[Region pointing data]
+-------+
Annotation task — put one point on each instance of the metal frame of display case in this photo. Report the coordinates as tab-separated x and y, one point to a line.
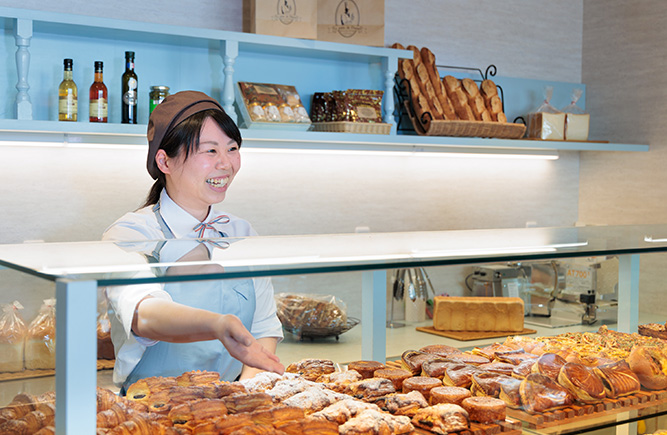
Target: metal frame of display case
76	287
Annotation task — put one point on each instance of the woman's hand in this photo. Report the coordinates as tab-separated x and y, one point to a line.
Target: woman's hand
242	345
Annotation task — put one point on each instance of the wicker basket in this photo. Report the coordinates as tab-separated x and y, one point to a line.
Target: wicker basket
352	127
466	128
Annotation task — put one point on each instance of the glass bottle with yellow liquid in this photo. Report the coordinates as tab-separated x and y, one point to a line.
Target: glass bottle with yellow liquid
67	95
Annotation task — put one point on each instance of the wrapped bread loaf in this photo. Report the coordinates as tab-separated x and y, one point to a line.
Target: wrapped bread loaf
12	337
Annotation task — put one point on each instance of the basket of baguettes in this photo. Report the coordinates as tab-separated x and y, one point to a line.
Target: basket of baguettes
450	106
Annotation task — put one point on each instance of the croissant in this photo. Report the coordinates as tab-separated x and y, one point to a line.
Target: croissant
618	379
197	410
22	404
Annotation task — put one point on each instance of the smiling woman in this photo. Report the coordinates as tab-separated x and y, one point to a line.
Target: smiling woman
230	326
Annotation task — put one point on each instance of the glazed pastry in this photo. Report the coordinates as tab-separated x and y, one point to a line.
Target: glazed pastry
540	393
368	389
376	422
453	395
423	384
442	418
582	382
342	411
396	376
618	379
365	368
339	381
404	404
485	409
311	368
549	364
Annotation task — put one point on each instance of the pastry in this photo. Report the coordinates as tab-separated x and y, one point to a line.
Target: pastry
412	360
342	411
311	368
582	382
396	376
339	381
371	388
449	395
650	365
376	422
618	379
404	404
549	364
423	384
442	418
485	409
441	350
540	393
365	368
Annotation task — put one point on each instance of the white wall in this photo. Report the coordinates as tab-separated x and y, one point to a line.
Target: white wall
623	67
57	194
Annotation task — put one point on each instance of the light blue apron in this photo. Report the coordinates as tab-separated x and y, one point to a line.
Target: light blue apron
221	296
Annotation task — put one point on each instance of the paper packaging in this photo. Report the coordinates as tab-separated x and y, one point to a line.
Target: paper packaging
351	21
290	18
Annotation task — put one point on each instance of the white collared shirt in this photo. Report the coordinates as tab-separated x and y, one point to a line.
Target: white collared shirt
143	225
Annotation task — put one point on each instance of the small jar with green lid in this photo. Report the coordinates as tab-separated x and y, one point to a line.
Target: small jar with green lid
157	94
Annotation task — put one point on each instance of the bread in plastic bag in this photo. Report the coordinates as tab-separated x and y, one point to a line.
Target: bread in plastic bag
576	120
546	122
12	336
40	340
311	315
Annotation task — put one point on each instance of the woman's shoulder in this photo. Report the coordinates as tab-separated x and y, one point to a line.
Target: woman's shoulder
137	225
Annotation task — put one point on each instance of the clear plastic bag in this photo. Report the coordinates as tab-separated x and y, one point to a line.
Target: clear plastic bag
40	341
576	120
312	315
546	122
12	336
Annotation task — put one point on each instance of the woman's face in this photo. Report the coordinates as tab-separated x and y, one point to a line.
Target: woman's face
202	179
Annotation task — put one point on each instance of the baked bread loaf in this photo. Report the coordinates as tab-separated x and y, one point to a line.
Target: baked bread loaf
453	395
485	409
478	314
365	368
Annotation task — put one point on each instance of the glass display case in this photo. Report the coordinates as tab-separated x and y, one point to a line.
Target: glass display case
77	271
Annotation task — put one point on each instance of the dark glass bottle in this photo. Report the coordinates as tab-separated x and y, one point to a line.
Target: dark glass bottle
129	88
98	96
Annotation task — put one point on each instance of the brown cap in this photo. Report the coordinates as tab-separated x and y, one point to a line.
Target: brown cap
168	114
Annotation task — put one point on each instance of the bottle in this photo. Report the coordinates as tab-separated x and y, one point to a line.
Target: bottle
129	88
67	95
98	96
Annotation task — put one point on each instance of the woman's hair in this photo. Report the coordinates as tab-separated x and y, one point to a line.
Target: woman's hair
184	138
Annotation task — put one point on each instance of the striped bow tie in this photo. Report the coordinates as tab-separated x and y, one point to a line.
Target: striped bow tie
203	226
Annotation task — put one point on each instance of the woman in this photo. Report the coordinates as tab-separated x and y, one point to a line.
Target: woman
193	154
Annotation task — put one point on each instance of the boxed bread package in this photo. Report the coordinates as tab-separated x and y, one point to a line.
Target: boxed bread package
12	338
351	22
576	121
40	340
290	18
489	314
546	122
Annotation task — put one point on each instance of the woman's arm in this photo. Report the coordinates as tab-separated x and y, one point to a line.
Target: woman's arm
169	321
268	343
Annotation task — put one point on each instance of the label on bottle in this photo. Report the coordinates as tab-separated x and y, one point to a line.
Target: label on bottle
98	108
67	105
130	98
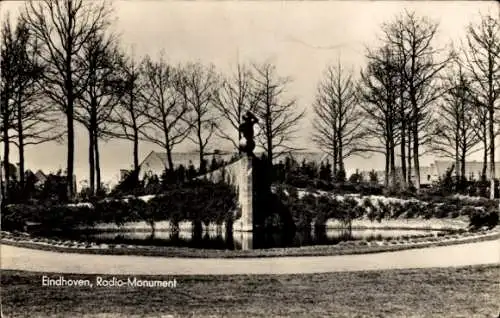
+-------+
* [Exercise brief] Restate the preceding entries in full, word for word, with the pictures removed.

* [Result for this exercise]
Annotation task — put one point on each instance of the metal frame of display case in this photo. Report the coordinates as tab-separated x and y, one point to a line.
Target: metal frame of display case
76	287
Annotation task — put one point on each instance of the woman's hand in this photo. Report the coordinates as tab-separated x and y, one point to a line.
Target: woman's hand
242	345
Annotation task — put one point on each instance of the wicker basket in this photo. Report the coordinates as tab-separated x and y, one point to a line.
Target: wicker basket
352	127
466	128
Annotation task — put one point on each instance of the glass bottle with yellow liquid in this photo. Report the coordinates as tab-separated x and y, one point to a line.
Target: glass bottle with yellow liquid
67	95
Annotation task — put one point on each instance of the wrapped bread loaf in this photo. Report the coordinates as tab-separated x and y, one point to a line.
Target: wrapped bread loaf
12	337
Annotation task — put one point on each instance of the basket of baguettes in this photo. Report the coordinates as tab-separated x and y, one point to a line.
Target: basket of baguettes
450	106
Annotation task — put one point on each instance of the croissant in this photo. Report the coordinates as tab-separated x and y, one point to a line.
Target: croissant
618	379
197	410
22	404
Annotation task — put one point on each instance of the smiling woman in this photo. Report the coordinates as tab-separated x and y, one point to a line.
Target: smiling woman
230	326
Annotation task — put one point on each instance of the glazed pastry in this photo. Report the coordinates as tab-separated x and y, one point to a line.
Target: glazed pastry
540	393
368	389
376	422
453	395
423	384
442	418
582	382
342	411
396	376
618	379
365	368
339	381
404	404
485	409
311	368
549	364
Annotation task — put one point on each instance of the pastry in this photo. Report the coordinates as tab-separated x and y, one point to a line.
Target: pastry
412	360
342	411
311	368
582	382
396	376
339	381
371	388
449	395
650	365
376	422
618	379
404	404
549	364
423	384
442	418
485	409
441	350
540	393
365	368
Annotation task — put one point on each instance of the white wall in this photo. Report the coordinates as tab-separated x and y, one point to a line.
Target: white wall
623	67
57	194
Annotation task — put one point on each instance of the light blue apron in this photo. Report the coordinates as tab-separated x and y, one point to a line.
Target: light blue apron
221	296
Annotation task — put one point on each instance of the paper packaging in this photo. Report the coordinates as tab-separated x and y, one point to a line.
Target: paper packaging
351	21
290	18
Annotation task — put one point on each instance of the white collared shirt in this photo. Report the coordinates as tab-separated x and y, one point to a line.
Target: white collared shirt
143	225
Annotation task — put one point on each instance of the small jar with green lid in this photo. Report the coordinates as tab-separated x and y, one point to a line.
Target: small jar with green lid
157	94
Annotation task — put one point on each instance of the bread in plastic bag in this photo. Report the coordinates as tab-separated x and y, one point to a line.
Target: bread in plastic bag
576	120
546	122
12	336
40	340
311	315
Annotation task — put one point on each instance of the woman's shoulder in this photo. Report the coordinates as tab-separated x and y, one point to a line.
Target: woman's shoulder
137	225
Annotation task — put one point on each instance of the clear plastic bag in this photo. Report the coordinates as tab-separated x and y, one point to a line.
Target: clear plastic bag
40	341
576	120
312	315
546	122
12	336
Annotation task — put one point on each instance of the woman's face in this photo. Report the coordinates as tab-separated x and y, one point to a line.
Target: woman's face
202	179
Annotation task — put one point on each instance of the baked bread loaf in this photo. Report the coordinates as tab-separated x and y, one point to a line.
Target: baked bread loaf
453	395
485	409
478	314
365	368
Annotation task — put one point on each instance of the glass display case in this photo. Report the coordinates as tab-separated x and y, one point to a line.
Target: glass display case
77	271
Annotation task — put one point on each instance of the dark glass bottle in this photo. Report the coordinates as tab-separated x and y, one point to a line.
Target: dark glass bottle
129	88
98	96
Annotation task — put one point on each instance of the brown cap in this photo. Report the coordinates as tab-separated x and y, one point to a line.
Target: brown cap
168	114
Annotation task — put one point on each instance of the bottle in this photo. Report the coordinates as tab-separated x and y, one point to a line.
Target: bottle
129	88
67	95
98	96
Annotation task — put one point on each instance of the woman's hair in this photo. Report the coordinates as tab-separated x and y, one point to a line.
Target: woman's hair
184	138
Annotation task — put one point on each instance of the striped bow tie in this photo. Report the coordinates as tab-separated x and y, one point to a line.
Target: striped bow tie
203	226
Annotation task — put one point on each instance of the woman in this photo. Report the coordinates as tab-separated x and y, one point to a line.
Target: woman
193	154
Annotation task — put one point on each instance of the boxed bread package in this photo. Report the coordinates as tab-separated x and y, one point to a line.
Target: boxed bread package
12	338
351	22
576	121
40	340
290	18
489	314
546	122
Annotation task — put one point on each instance of the woman's arm in this photo. Report the coordinates as tab-separated x and y, one point to a line.
Target: woman's arm
169	321
268	343
Annotation task — put one point on each instance of the label on bottle in this photo. Report the coordinates as tab-separated x and y, one point to a line.
Target: label on bottle
98	108
67	105
130	98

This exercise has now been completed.